Required work
Copy every one of the following records verbatim, line for line.

Source data
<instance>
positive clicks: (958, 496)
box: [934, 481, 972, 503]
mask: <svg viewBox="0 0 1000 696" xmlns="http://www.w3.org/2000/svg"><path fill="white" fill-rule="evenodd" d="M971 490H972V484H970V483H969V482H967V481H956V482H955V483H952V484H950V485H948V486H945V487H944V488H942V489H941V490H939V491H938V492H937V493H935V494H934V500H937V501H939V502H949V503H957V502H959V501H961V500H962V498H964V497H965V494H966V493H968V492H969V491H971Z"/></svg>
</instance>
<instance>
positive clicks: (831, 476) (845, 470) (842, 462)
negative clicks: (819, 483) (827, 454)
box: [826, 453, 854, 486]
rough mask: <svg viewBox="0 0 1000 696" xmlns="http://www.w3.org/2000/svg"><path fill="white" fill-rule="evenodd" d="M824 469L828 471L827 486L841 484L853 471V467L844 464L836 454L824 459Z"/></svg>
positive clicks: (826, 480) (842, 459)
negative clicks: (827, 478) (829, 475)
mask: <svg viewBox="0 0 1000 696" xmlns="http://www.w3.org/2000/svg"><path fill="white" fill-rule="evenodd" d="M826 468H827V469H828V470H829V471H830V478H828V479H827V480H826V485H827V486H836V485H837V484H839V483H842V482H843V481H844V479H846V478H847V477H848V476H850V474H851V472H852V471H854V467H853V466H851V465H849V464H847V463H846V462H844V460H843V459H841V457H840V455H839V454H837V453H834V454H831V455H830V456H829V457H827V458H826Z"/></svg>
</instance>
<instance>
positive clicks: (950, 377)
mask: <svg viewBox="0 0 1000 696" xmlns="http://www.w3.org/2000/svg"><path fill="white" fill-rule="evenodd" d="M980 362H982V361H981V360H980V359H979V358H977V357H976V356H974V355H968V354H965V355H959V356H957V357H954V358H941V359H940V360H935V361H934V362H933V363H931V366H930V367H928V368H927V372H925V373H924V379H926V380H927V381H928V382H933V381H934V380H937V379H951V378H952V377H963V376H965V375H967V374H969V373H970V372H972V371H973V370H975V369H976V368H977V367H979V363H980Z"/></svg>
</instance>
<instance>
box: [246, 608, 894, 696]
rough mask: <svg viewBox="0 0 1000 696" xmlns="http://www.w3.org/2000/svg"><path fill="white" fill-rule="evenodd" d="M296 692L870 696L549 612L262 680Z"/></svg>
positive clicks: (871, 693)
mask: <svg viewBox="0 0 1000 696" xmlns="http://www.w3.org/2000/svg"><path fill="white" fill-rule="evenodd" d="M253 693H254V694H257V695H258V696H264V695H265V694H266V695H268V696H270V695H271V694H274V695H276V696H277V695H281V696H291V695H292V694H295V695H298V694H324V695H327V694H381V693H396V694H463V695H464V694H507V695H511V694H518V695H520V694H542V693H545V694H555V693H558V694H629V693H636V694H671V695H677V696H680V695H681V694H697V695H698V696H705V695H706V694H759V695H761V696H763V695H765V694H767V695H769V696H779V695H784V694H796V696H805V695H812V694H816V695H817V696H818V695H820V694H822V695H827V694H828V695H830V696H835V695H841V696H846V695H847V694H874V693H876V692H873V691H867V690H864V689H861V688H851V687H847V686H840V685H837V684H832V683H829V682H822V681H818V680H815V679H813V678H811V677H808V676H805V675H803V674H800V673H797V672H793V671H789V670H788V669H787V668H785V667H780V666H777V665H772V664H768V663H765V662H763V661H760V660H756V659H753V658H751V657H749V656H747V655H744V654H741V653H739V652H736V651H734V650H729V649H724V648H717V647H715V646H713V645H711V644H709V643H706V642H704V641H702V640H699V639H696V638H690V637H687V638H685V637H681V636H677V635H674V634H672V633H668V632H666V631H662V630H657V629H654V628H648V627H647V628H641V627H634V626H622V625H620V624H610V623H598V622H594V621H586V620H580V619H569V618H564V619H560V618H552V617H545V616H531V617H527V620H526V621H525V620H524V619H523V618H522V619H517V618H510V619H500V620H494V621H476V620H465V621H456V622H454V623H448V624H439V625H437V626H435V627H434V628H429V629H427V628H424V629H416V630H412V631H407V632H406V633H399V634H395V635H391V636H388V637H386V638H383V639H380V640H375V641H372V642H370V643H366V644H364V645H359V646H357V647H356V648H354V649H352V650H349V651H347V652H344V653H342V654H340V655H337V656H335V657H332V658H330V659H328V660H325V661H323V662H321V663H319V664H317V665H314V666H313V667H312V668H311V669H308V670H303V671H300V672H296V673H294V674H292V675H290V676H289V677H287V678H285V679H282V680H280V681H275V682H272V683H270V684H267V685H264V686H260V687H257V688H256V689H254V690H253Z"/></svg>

Solution for this task
<instance>
positive clicks: (958, 496)
box: [934, 481, 972, 503]
mask: <svg viewBox="0 0 1000 696" xmlns="http://www.w3.org/2000/svg"><path fill="white" fill-rule="evenodd" d="M971 490H972V484H970V483H969V482H967V481H956V482H955V483H952V484H950V485H948V486H945V487H944V488H942V489H941V490H939V491H938V492H937V493H935V494H934V500H937V501H939V502H949V503H957V502H959V501H961V500H962V498H964V497H965V494H966V493H968V492H969V491H971Z"/></svg>
</instance>
<instance>
positive clicks: (831, 476) (845, 470) (842, 462)
negative clicks: (819, 483) (827, 454)
box: [826, 453, 854, 486]
rough mask: <svg viewBox="0 0 1000 696" xmlns="http://www.w3.org/2000/svg"><path fill="white" fill-rule="evenodd" d="M824 469L828 471L827 486L841 484L853 471V467L844 464L836 454L824 459Z"/></svg>
positive clicks: (826, 480) (842, 459)
negative clicks: (827, 478) (829, 475)
mask: <svg viewBox="0 0 1000 696" xmlns="http://www.w3.org/2000/svg"><path fill="white" fill-rule="evenodd" d="M826 468H827V469H828V470H829V471H830V478H828V479H827V480H826V485H827V486H836V485H837V484H839V483H842V482H843V481H844V479H846V478H847V477H848V476H850V474H851V472H852V471H854V467H853V466H851V465H849V464H847V463H846V462H844V460H843V459H841V457H840V455H839V454H837V453H834V454H831V455H830V456H829V457H827V458H826Z"/></svg>
</instance>
<instance>
positive clicks: (950, 377)
mask: <svg viewBox="0 0 1000 696" xmlns="http://www.w3.org/2000/svg"><path fill="white" fill-rule="evenodd" d="M980 362H982V361H981V360H980V359H979V358H977V357H976V356H974V355H968V354H965V355H959V356H957V357H954V358H941V359H940V360H935V361H934V362H933V363H931V366H930V367H928V368H927V372H925V373H924V379H926V380H927V381H928V382H933V381H934V380H937V379H951V378H952V377H963V376H965V375H967V374H969V373H970V372H972V371H973V370H975V369H976V368H977V367H979V363H980Z"/></svg>
</instance>
<instance>
box: [246, 608, 894, 696]
rough mask: <svg viewBox="0 0 1000 696" xmlns="http://www.w3.org/2000/svg"><path fill="white" fill-rule="evenodd" d="M296 692L870 696L549 612L262 680Z"/></svg>
positive clicks: (871, 693)
mask: <svg viewBox="0 0 1000 696" xmlns="http://www.w3.org/2000/svg"><path fill="white" fill-rule="evenodd" d="M253 693H254V694H257V695H258V696H264V695H265V694H266V695H268V696H270V695H271V694H274V695H276V696H277V695H281V696H291V695H292V694H295V695H298V694H324V695H327V694H381V693H396V694H463V695H464V694H507V695H511V694H518V695H520V694H542V693H545V694H555V693H558V694H629V693H636V694H671V695H677V696H680V695H681V694H697V695H698V696H705V695H706V694H759V695H761V696H763V695H765V694H767V695H769V696H779V695H784V694H796V696H805V695H812V694H816V695H817V696H818V695H820V694H822V695H827V694H828V695H830V696H835V695H841V696H846V695H847V694H874V693H876V692H873V691H867V690H864V689H861V688H851V687H847V686H840V685H837V684H832V683H829V682H822V681H818V680H815V679H813V678H811V677H808V676H805V675H803V674H800V673H797V672H793V671H789V670H788V669H787V668H785V667H780V666H777V665H772V664H768V663H765V662H763V661H760V660H756V659H753V658H751V657H749V656H747V655H744V654H741V653H739V652H736V651H734V650H729V649H724V648H717V647H715V646H713V645H711V644H709V643H706V642H704V641H702V640H699V639H696V638H690V637H687V638H685V637H681V636H677V635H674V634H672V633H668V632H666V631H662V630H657V629H654V628H648V627H647V628H641V627H634V626H622V625H620V624H610V623H598V622H594V621H586V620H580V619H569V618H564V619H560V618H552V617H545V616H531V617H527V620H526V621H525V620H524V619H523V618H522V619H517V618H510V619H500V620H494V621H476V620H465V621H456V622H454V623H448V624H439V625H437V626H435V627H434V628H429V629H427V628H424V629H416V630H412V631H407V632H406V633H399V634H395V635H391V636H388V637H386V638H383V639H380V640H375V641H372V642H370V643H366V644H364V645H359V646H357V647H356V648H354V649H352V650H349V651H347V652H344V653H342V654H340V655H337V656H335V657H332V658H330V659H328V660H325V661H323V662H321V663H319V664H317V665H314V666H313V667H312V668H311V669H308V670H303V671H300V672H296V673H294V674H292V675H290V676H289V677H287V678H285V679H282V680H280V681H275V682H272V683H270V684H267V685H264V686H260V687H257V688H256V689H254V690H253Z"/></svg>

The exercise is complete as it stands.